• _Given problem_:
Every record must be repeated exactly, with no omission.

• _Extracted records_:

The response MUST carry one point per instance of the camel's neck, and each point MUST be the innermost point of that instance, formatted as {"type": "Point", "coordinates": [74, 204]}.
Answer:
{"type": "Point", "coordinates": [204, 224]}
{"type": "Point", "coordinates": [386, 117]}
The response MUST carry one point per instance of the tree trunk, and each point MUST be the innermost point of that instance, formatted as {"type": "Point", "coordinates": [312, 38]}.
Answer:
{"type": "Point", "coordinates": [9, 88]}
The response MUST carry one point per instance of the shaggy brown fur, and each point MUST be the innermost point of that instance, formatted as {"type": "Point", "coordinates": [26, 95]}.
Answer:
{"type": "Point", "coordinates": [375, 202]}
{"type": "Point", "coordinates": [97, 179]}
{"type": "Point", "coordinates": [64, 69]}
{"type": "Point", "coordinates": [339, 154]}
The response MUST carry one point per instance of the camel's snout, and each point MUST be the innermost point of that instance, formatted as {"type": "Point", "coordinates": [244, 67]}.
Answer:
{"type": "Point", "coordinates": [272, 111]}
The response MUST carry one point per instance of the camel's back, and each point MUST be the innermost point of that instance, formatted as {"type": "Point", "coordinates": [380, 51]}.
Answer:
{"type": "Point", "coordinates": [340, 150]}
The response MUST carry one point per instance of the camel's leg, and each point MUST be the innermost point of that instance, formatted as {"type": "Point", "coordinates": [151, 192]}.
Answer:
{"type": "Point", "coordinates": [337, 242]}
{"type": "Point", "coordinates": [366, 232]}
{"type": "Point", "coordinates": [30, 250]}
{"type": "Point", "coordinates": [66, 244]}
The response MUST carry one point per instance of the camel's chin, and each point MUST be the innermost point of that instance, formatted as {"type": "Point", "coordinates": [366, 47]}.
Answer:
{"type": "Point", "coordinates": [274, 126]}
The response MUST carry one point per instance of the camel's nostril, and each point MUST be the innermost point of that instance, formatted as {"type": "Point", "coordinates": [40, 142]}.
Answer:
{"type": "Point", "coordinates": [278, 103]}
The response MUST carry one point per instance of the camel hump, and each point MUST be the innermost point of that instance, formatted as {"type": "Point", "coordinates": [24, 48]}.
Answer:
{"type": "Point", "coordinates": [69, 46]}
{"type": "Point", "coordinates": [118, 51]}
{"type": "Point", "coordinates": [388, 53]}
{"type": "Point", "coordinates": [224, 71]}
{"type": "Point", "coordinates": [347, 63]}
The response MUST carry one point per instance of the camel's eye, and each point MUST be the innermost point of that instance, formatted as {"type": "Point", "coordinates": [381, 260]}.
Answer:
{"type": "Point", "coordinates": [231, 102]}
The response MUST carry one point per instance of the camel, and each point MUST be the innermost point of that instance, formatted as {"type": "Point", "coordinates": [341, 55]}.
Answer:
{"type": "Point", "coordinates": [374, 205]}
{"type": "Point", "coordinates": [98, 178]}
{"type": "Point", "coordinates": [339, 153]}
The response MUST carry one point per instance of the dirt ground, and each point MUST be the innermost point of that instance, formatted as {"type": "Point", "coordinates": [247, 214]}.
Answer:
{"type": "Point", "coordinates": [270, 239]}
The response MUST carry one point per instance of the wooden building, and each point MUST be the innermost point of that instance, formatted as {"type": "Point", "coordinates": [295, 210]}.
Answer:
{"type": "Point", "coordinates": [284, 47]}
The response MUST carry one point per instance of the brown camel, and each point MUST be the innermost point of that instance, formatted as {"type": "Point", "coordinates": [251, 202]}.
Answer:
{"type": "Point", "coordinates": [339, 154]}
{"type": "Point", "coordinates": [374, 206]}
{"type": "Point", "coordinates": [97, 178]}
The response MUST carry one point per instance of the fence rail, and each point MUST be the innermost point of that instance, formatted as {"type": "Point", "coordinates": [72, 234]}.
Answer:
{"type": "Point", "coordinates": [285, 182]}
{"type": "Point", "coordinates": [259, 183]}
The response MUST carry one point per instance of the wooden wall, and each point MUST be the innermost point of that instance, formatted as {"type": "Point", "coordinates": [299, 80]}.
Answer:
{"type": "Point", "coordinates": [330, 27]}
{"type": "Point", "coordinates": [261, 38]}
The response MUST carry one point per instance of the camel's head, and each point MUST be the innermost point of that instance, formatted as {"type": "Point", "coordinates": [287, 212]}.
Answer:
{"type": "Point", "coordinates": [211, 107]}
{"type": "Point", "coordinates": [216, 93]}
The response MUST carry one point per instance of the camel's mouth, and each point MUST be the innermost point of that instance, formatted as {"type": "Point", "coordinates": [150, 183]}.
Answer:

• _Problem solution_:
The response MUST carry one point per instance of the camel's neck, and each point MUST be the innermost point of that instance, formatted as {"type": "Point", "coordinates": [74, 204]}.
Answer:
{"type": "Point", "coordinates": [204, 224]}
{"type": "Point", "coordinates": [386, 117]}
The response MUST carry one point per instance of the tree trunk, and each point MUST be the innermost point of that instance, formatted as {"type": "Point", "coordinates": [312, 38]}.
Answer:
{"type": "Point", "coordinates": [9, 88]}
The response MUST carry one point per instance of the shaggy brown fur, and each point MUST be the innermost point of that instance, formatted as {"type": "Point", "coordinates": [26, 95]}.
Answer:
{"type": "Point", "coordinates": [375, 202]}
{"type": "Point", "coordinates": [97, 179]}
{"type": "Point", "coordinates": [64, 69]}
{"type": "Point", "coordinates": [339, 154]}
The response MUST carry one point per instance of the camel's snout, and each point MUST be the innermost point of that instance, formatted as {"type": "Point", "coordinates": [244, 67]}.
Answer:
{"type": "Point", "coordinates": [272, 111]}
The response MUST carry one point per instance of the camel's back, and each point MUST be the innermost point of that instance, formatted as {"type": "Point", "coordinates": [380, 51]}.
Answer:
{"type": "Point", "coordinates": [340, 150]}
The response MUST carry one point per instance of the camel's leg, and each point MUST be the innermost point of that instance, formatted as {"type": "Point", "coordinates": [151, 192]}.
Answer:
{"type": "Point", "coordinates": [337, 242]}
{"type": "Point", "coordinates": [366, 232]}
{"type": "Point", "coordinates": [30, 250]}
{"type": "Point", "coordinates": [66, 244]}
The response MUST carry one point per instance of the camel's chin, and each point MUST be the innermost point of that instance, formatted as {"type": "Point", "coordinates": [366, 47]}.
Answer:
{"type": "Point", "coordinates": [274, 126]}
The response MUST carry one point per instance of the camel's nostril, and each point MUST be the innermost point of that instance, formatted as {"type": "Point", "coordinates": [40, 142]}.
Answer:
{"type": "Point", "coordinates": [278, 103]}
The response MUST carry one point per instance of the camel hump, and each point MUST be the innermost point of that instance, formatted as {"type": "Point", "coordinates": [24, 48]}.
Answer:
{"type": "Point", "coordinates": [69, 46]}
{"type": "Point", "coordinates": [118, 51]}
{"type": "Point", "coordinates": [388, 53]}
{"type": "Point", "coordinates": [224, 71]}
{"type": "Point", "coordinates": [347, 63]}
The response MUST carry one point per instance of the camel's eye, and each point MUST be the innermost point of that instance, formatted as {"type": "Point", "coordinates": [381, 260]}.
Answer:
{"type": "Point", "coordinates": [231, 102]}
The response MUST carry one point per instance of the camel, and each point MUST be the innermost point of that instance, formatted as {"type": "Point", "coordinates": [341, 55]}.
Answer:
{"type": "Point", "coordinates": [374, 205]}
{"type": "Point", "coordinates": [98, 178]}
{"type": "Point", "coordinates": [339, 153]}
The response MUST carry one point per instance of the dirt ground, and each point MUST be the innermost point of that instance, formatted as {"type": "Point", "coordinates": [247, 214]}.
Answer:
{"type": "Point", "coordinates": [270, 239]}
The response MUST carry one point per instance of the wooden building, and each point MUST be the innermost point of that instance, formatted as {"type": "Point", "coordinates": [295, 210]}.
Answer:
{"type": "Point", "coordinates": [284, 47]}
The response MUST carry one point per instance of the brown camel, and each point MUST be the innermost point of that instance, formatted as {"type": "Point", "coordinates": [251, 202]}.
Answer:
{"type": "Point", "coordinates": [339, 154]}
{"type": "Point", "coordinates": [374, 206]}
{"type": "Point", "coordinates": [97, 178]}
The response MUST carry one point per instance of the fence rail, and each point MUST be the innermost point of that instance, formatted as {"type": "Point", "coordinates": [72, 234]}.
Answer:
{"type": "Point", "coordinates": [285, 182]}
{"type": "Point", "coordinates": [259, 183]}
The response MUST carry one point per instance of the wooden wall, and each point MUST be the innermost point of that instance, formatted as {"type": "Point", "coordinates": [299, 80]}.
Answer:
{"type": "Point", "coordinates": [330, 27]}
{"type": "Point", "coordinates": [261, 38]}
The response MUST carry one point per instance of the camel's head, and each point MUST be the innermost point of that instance, formatted as {"type": "Point", "coordinates": [287, 212]}.
Answer:
{"type": "Point", "coordinates": [211, 107]}
{"type": "Point", "coordinates": [216, 93]}
The response MUST carry one point per instance of the camel's mouth, and each point MUST be the innermost point of that instance, formatted as {"type": "Point", "coordinates": [150, 183]}.
Answer:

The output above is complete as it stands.